Exercise directions:
Copy out the lines below verbatim, every one of them, leaving out the pictures.

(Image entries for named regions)
— BEGIN —

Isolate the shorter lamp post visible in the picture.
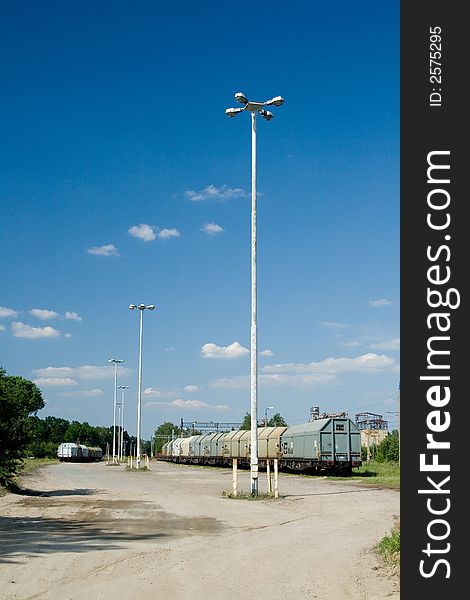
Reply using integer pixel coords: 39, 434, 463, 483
118, 385, 131, 460
129, 304, 155, 469
108, 358, 124, 464
264, 406, 274, 427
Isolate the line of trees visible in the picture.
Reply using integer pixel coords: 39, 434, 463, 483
28, 415, 135, 458
0, 367, 44, 486
361, 429, 400, 463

— END —

Answer to this task:
Isolate the shorter lamp post visible in the picture.
Reply using integer pixel coords: 39, 434, 463, 483
118, 385, 131, 460
129, 304, 155, 469
108, 358, 124, 464
264, 406, 274, 427
Isolate the line of trees visible in the picture.
Reply using integer pixel coords: 39, 434, 463, 483
28, 415, 135, 458
0, 367, 44, 486
361, 429, 400, 463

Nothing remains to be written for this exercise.